**Task to carry out**
Leave every picture behind and copy the rest of the entries below exactly.

**The data**
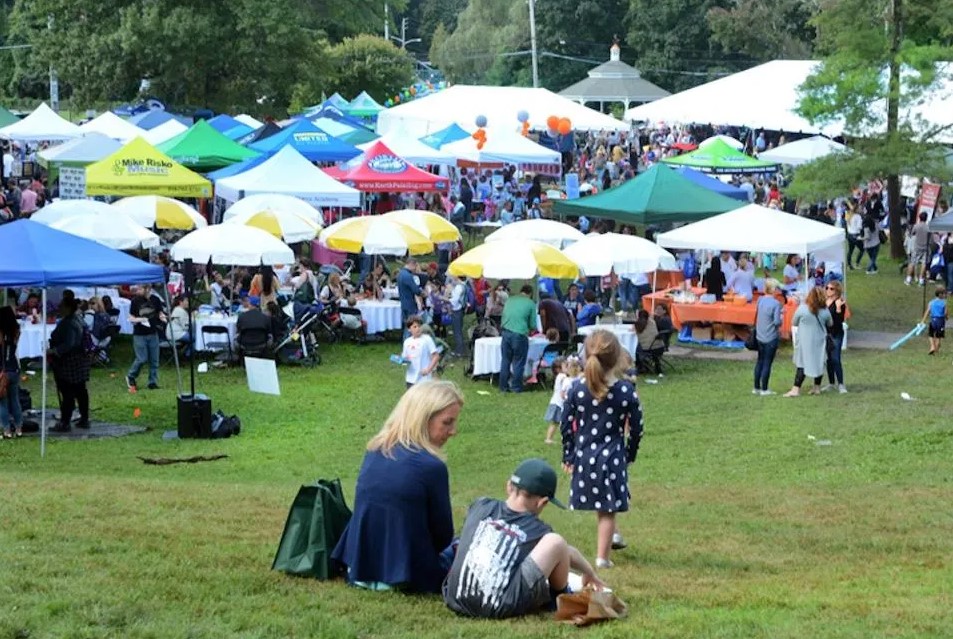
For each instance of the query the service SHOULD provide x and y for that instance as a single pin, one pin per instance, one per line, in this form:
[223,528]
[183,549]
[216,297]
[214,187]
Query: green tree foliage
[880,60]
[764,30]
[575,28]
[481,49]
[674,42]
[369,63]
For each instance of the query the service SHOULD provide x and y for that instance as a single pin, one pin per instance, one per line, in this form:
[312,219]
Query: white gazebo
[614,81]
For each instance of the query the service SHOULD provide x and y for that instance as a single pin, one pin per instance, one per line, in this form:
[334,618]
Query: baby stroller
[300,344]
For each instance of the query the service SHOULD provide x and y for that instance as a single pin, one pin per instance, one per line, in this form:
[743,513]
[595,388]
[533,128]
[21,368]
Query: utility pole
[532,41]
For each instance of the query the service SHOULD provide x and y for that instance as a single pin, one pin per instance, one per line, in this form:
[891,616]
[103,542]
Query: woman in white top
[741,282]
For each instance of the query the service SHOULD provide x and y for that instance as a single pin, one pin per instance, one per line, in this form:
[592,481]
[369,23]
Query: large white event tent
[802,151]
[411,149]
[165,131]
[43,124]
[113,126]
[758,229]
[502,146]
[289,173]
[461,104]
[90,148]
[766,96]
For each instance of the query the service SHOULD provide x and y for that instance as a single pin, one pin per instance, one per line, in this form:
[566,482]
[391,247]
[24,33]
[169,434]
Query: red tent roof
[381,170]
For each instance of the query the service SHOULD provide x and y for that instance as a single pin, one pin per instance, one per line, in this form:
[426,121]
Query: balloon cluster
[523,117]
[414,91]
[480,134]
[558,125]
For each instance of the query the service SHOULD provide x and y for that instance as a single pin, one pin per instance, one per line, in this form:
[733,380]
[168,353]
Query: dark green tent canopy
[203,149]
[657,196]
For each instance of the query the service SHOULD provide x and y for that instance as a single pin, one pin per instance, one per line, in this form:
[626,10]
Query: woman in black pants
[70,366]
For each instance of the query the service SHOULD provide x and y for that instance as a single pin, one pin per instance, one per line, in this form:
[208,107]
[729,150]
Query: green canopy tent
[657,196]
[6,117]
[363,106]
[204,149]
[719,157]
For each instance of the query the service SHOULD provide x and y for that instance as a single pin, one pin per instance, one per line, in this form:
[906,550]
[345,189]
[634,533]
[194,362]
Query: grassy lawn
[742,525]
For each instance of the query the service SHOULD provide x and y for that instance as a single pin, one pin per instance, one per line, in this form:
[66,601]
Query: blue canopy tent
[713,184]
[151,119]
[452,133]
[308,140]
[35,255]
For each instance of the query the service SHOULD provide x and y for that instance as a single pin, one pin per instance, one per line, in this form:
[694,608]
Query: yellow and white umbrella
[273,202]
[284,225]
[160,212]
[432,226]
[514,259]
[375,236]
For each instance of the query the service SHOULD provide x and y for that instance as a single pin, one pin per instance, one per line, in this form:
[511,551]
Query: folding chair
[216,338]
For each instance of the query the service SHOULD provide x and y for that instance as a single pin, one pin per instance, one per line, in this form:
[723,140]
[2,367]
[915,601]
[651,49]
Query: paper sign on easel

**Response area**
For each instance of the query the service SHOULD provide x and y for that instance as a single pin, one pin per instance, one per line, in this form:
[223,528]
[183,549]
[216,297]
[214,187]
Query: green tree foliage
[880,60]
[764,30]
[575,28]
[481,49]
[674,42]
[369,63]
For each instance of the query the service SHOULD provide x and y for that instance as a single pin, one pin per instance, one per line, in this form:
[312,219]
Query: white gazebo
[614,81]
For each instance of the query the service SHOULD provide x and y for that instance as a single pin, one pin per instance, one per line, in this form:
[334,618]
Query: baby stroller
[300,344]
For each instance of the query the service SHOULD provide x and y for that instance as a single pin, one pin per instance, one per line, in this form:
[743,513]
[595,388]
[533,128]
[21,368]
Query: utility pole
[532,41]
For each instance of the query the service SHOULD provide x and y for that instance as a single pin, one pin per instance, one per line, in this form:
[891,616]
[103,542]
Query: woman in white top
[741,282]
For each instance of the query the service SHOULD provide x and y for that instance as a single pin, one pin per instance, one per line, in this form:
[592,481]
[369,23]
Query: large white event tent
[802,151]
[411,149]
[165,131]
[43,124]
[113,126]
[758,229]
[502,146]
[289,173]
[461,104]
[90,148]
[766,96]
For each instance of the query the service SHOULD provide x and y for that instance as a single pin, one pin per instance, one per line, in this form:
[566,482]
[391,247]
[24,33]
[169,434]
Query: red tent roof
[381,170]
For each instance of the query the service SHOULD provide x and y for that instance as a single pin, one pin per instance, one per line, in this form:
[426,121]
Query: balloon cluster
[523,117]
[414,91]
[480,134]
[558,125]
For each instance of the query the service SHOULD provide x and y for that instance as a single pin, one pin per instance, one per line, in this form:
[733,380]
[168,353]
Query: dark green tent canopy
[203,149]
[657,196]
For each instance of the query the service SHOULD provide x and y for that instance as a single pin, one pin per instance, one per line, in this form:
[626,10]
Query: woman in black pants
[70,366]
For each instance of the query the service SHOULD provide x and y for that instance as a single pin, one pin per instance, one per line, in this form:
[208,107]
[729,150]
Query: green canopy tent
[657,196]
[6,117]
[363,106]
[204,149]
[719,157]
For each instance of the query the service SHOULD provide x and y for that instance as a single pin, one pin per instance, one per line, in this form:
[906,550]
[345,189]
[634,533]
[194,362]
Query: grassy lawn
[742,525]
For each instance of the query the service SHOULD provide x and y for that instance as a single pin, one pin per instance, one per line, in this form:
[66,601]
Query: blue canopy tent
[713,184]
[151,119]
[452,133]
[308,140]
[35,255]
For each instance of the query the service SHOULD provide x and y for that instance as a single pin, one pin per instance, one per line, in this form:
[694,608]
Query: yellow and white umbrella
[273,202]
[284,225]
[160,212]
[432,226]
[514,259]
[375,236]
For each instance of the query the service SHOULD provide x and y for that instance as a single pin, one pin per instance, one per line, in this form:
[511,551]
Query: folding chair
[216,338]
For each instance of the query the service SHOULD provide x and y for that instance as a single pin, one pin per instance, one per line, in this form:
[723,140]
[2,367]
[915,601]
[651,49]
Query: paper sign on easel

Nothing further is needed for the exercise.